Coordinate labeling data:
------------------------------

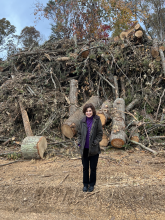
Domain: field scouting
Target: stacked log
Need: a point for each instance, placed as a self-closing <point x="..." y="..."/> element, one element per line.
<point x="118" y="136"/>
<point x="73" y="96"/>
<point x="33" y="147"/>
<point x="105" y="112"/>
<point x="135" y="31"/>
<point x="70" y="126"/>
<point x="105" y="139"/>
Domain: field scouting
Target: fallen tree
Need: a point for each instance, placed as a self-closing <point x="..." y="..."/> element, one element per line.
<point x="118" y="136"/>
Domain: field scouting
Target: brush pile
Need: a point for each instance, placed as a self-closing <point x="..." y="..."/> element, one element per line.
<point x="129" y="67"/>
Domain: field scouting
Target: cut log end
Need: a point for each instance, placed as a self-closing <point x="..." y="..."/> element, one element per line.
<point x="67" y="131"/>
<point x="33" y="147"/>
<point x="135" y="138"/>
<point x="102" y="118"/>
<point x="117" y="143"/>
<point x="41" y="146"/>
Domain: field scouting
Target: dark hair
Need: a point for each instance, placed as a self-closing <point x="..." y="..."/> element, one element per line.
<point x="89" y="105"/>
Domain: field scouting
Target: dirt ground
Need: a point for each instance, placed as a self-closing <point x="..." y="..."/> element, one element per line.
<point x="130" y="185"/>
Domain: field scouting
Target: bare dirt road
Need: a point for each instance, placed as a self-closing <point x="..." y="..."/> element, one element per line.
<point x="130" y="185"/>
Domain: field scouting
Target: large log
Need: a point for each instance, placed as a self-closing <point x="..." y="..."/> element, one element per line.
<point x="105" y="139"/>
<point x="105" y="112"/>
<point x="73" y="96"/>
<point x="163" y="60"/>
<point x="70" y="126"/>
<point x="33" y="147"/>
<point x="26" y="122"/>
<point x="154" y="49"/>
<point x="134" y="135"/>
<point x="118" y="136"/>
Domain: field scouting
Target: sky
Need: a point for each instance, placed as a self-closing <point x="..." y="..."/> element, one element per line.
<point x="20" y="13"/>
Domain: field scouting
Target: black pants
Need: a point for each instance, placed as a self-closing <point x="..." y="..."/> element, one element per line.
<point x="93" y="165"/>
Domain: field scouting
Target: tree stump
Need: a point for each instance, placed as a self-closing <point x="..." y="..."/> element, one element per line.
<point x="73" y="96"/>
<point x="105" y="112"/>
<point x="33" y="147"/>
<point x="118" y="136"/>
<point x="70" y="126"/>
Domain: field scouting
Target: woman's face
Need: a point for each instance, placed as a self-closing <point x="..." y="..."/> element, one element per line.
<point x="89" y="112"/>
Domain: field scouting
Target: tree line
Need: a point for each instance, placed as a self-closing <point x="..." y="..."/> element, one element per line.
<point x="87" y="19"/>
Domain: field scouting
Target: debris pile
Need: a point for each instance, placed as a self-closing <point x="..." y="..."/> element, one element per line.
<point x="130" y="67"/>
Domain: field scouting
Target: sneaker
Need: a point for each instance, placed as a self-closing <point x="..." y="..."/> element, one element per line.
<point x="91" y="188"/>
<point x="85" y="189"/>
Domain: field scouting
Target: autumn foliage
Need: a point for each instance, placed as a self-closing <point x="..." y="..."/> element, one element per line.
<point x="86" y="18"/>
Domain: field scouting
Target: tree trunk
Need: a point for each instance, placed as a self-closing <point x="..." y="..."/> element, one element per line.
<point x="122" y="87"/>
<point x="105" y="139"/>
<point x="139" y="34"/>
<point x="118" y="136"/>
<point x="154" y="49"/>
<point x="33" y="147"/>
<point x="73" y="96"/>
<point x="163" y="60"/>
<point x="134" y="134"/>
<point x="132" y="104"/>
<point x="26" y="122"/>
<point x="105" y="112"/>
<point x="116" y="87"/>
<point x="70" y="126"/>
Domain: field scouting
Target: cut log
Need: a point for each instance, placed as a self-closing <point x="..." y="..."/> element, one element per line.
<point x="105" y="139"/>
<point x="139" y="34"/>
<point x="63" y="58"/>
<point x="33" y="147"/>
<point x="118" y="136"/>
<point x="105" y="112"/>
<point x="146" y="148"/>
<point x="70" y="126"/>
<point x="122" y="87"/>
<point x="163" y="60"/>
<point x="154" y="49"/>
<point x="123" y="35"/>
<point x="26" y="122"/>
<point x="163" y="116"/>
<point x="162" y="48"/>
<point x="116" y="87"/>
<point x="73" y="96"/>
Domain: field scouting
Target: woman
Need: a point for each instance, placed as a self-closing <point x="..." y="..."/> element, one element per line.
<point x="89" y="135"/>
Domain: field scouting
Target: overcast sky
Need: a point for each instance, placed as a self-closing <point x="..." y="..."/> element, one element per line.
<point x="20" y="13"/>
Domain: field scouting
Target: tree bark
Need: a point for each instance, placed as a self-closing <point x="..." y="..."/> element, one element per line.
<point x="70" y="126"/>
<point x="105" y="112"/>
<point x="33" y="147"/>
<point x="134" y="134"/>
<point x="73" y="96"/>
<point x="132" y="104"/>
<point x="26" y="122"/>
<point x="118" y="136"/>
<point x="163" y="60"/>
<point x="105" y="139"/>
<point x="116" y="87"/>
<point x="154" y="49"/>
<point x="122" y="87"/>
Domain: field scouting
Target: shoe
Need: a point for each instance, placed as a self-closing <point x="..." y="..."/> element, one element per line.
<point x="85" y="189"/>
<point x="91" y="188"/>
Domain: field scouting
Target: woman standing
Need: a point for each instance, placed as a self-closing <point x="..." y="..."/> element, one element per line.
<point x="89" y="135"/>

------------------------------

▶ [Task description]: Omit every picture, then repeat the remaining data exactly as it appears above.

▶ [Task answer]:
Domain: field scouting
Target: stacked log
Need: a point for each instance, placed as a self-closing <point x="..." y="..."/> element, one element per line.
<point x="118" y="136"/>
<point x="73" y="96"/>
<point x="33" y="147"/>
<point x="105" y="112"/>
<point x="135" y="31"/>
<point x="70" y="126"/>
<point x="105" y="139"/>
Domain: field scouting
Target: fallen tree
Need: a point for each instance, placed as a self-closing <point x="..." y="..."/> element, one element per line.
<point x="118" y="136"/>
Domain: field scouting
Target: brush pile
Need: a point for each instance, placed as a self-closing <point x="..." y="..."/> element, one element per line.
<point x="129" y="67"/>
Domain: field scouting
Target: cut log end
Need: a point for each instance, placed as a self-closing <point x="..." y="..."/> element, one element per line.
<point x="67" y="131"/>
<point x="33" y="147"/>
<point x="135" y="138"/>
<point x="102" y="118"/>
<point x="117" y="143"/>
<point x="41" y="146"/>
Domain: field scouting
Target: dark hair
Need: a point for each instance, placed as a self-closing <point x="..." y="..."/> element, one element per line.
<point x="89" y="105"/>
Domain: field scouting
Target: dirt ground
Need: a point for each instance, placed as a self-closing <point x="..." y="..."/> element, one element per line.
<point x="130" y="185"/>
Domain: field scouting
Target: bare dirt road
Need: a point for each instance, placed as a self-closing <point x="..." y="..."/> element, one element per line.
<point x="130" y="185"/>
Domain: field scouting
Target: large log
Need: a point for each instance, placed as a self-closing <point x="..." y="..."/> element, one element per line.
<point x="105" y="139"/>
<point x="105" y="112"/>
<point x="73" y="96"/>
<point x="163" y="60"/>
<point x="70" y="126"/>
<point x="33" y="147"/>
<point x="26" y="122"/>
<point x="154" y="49"/>
<point x="134" y="135"/>
<point x="118" y="136"/>
Domain: field scouting
Target: sky
Need: a point for each instance, placed as a self-closing <point x="..." y="..."/> element, one element per line.
<point x="20" y="13"/>
Domain: field scouting
Target: black pants
Need: a point for each instance, placed as a self-closing <point x="..." y="..."/> element, one element per line.
<point x="93" y="165"/>
Domain: field scouting
Target: tree stump
Need: a point for each instance, placed as a self-closing <point x="..." y="..."/> element, one element per line.
<point x="73" y="96"/>
<point x="105" y="112"/>
<point x="33" y="147"/>
<point x="118" y="136"/>
<point x="70" y="126"/>
Domain: field scouting
Target: woman's face
Need: a point for each instance, placed as a self-closing <point x="..." y="..."/> element, one element per line.
<point x="89" y="112"/>
Domain: field scouting
Target: tree line
Need: a point for each instance, placed as a self-closing <point x="..." y="..."/> element, one element per line.
<point x="87" y="19"/>
Domain: field scouting
Target: debris pile
Need: a point for each instance, placed as a self-closing <point x="..." y="..."/> element, one element per line.
<point x="130" y="67"/>
Domain: field scouting
Target: sneaker
Need: a point for each instance, placed as a self-closing <point x="..." y="..."/> element, one element per line.
<point x="91" y="188"/>
<point x="85" y="189"/>
Domain: field scouting
Target: autumn foliage
Need: a point for each instance, placed as a self-closing <point x="..." y="..."/> element, one element per line.
<point x="86" y="18"/>
Domain: field scouting
Target: tree trunk
Need: a point for each instance, placed as a self-closing <point x="..." y="..."/> element, one element per line.
<point x="122" y="87"/>
<point x="105" y="139"/>
<point x="139" y="34"/>
<point x="118" y="136"/>
<point x="154" y="49"/>
<point x="33" y="147"/>
<point x="73" y="96"/>
<point x="163" y="60"/>
<point x="134" y="134"/>
<point x="132" y="104"/>
<point x="26" y="122"/>
<point x="105" y="112"/>
<point x="116" y="87"/>
<point x="70" y="126"/>
Domain: field scouting
Target: cut log
Need: a point for each instance, placed as a self-closing <point x="..." y="..."/> element, one element per line.
<point x="105" y="139"/>
<point x="139" y="34"/>
<point x="63" y="58"/>
<point x="33" y="147"/>
<point x="118" y="136"/>
<point x="105" y="112"/>
<point x="146" y="148"/>
<point x="70" y="126"/>
<point x="122" y="87"/>
<point x="163" y="60"/>
<point x="154" y="49"/>
<point x="123" y="35"/>
<point x="26" y="122"/>
<point x="163" y="116"/>
<point x="162" y="48"/>
<point x="116" y="87"/>
<point x="73" y="96"/>
Domain: field scouting
Target: woman
Need: a point for each instance, placed as a self-closing <point x="..." y="..."/> element, one element per line.
<point x="89" y="135"/>
Domain: field scouting
Target: overcast sky
Need: a point for each instance, placed as a self-closing <point x="..." y="..."/> element, one element per line.
<point x="20" y="13"/>
Domain: field scouting
Target: tree bark
Need: a point for each instance, placed as a self-closing <point x="..." y="..."/> element, one element per line.
<point x="70" y="126"/>
<point x="105" y="112"/>
<point x="33" y="147"/>
<point x="134" y="134"/>
<point x="73" y="96"/>
<point x="132" y="104"/>
<point x="26" y="122"/>
<point x="118" y="136"/>
<point x="163" y="60"/>
<point x="105" y="139"/>
<point x="116" y="87"/>
<point x="154" y="49"/>
<point x="122" y="87"/>
Domain: field scouting
Target: shoe
Need: a point for each instance, placed as a self-closing <point x="..." y="..."/> element, one element per line.
<point x="85" y="189"/>
<point x="91" y="188"/>
Domain: field scouting
Target: woman standing
Need: a point for each instance, placed as a self-closing <point x="..." y="..."/> element, one element per line.
<point x="89" y="135"/>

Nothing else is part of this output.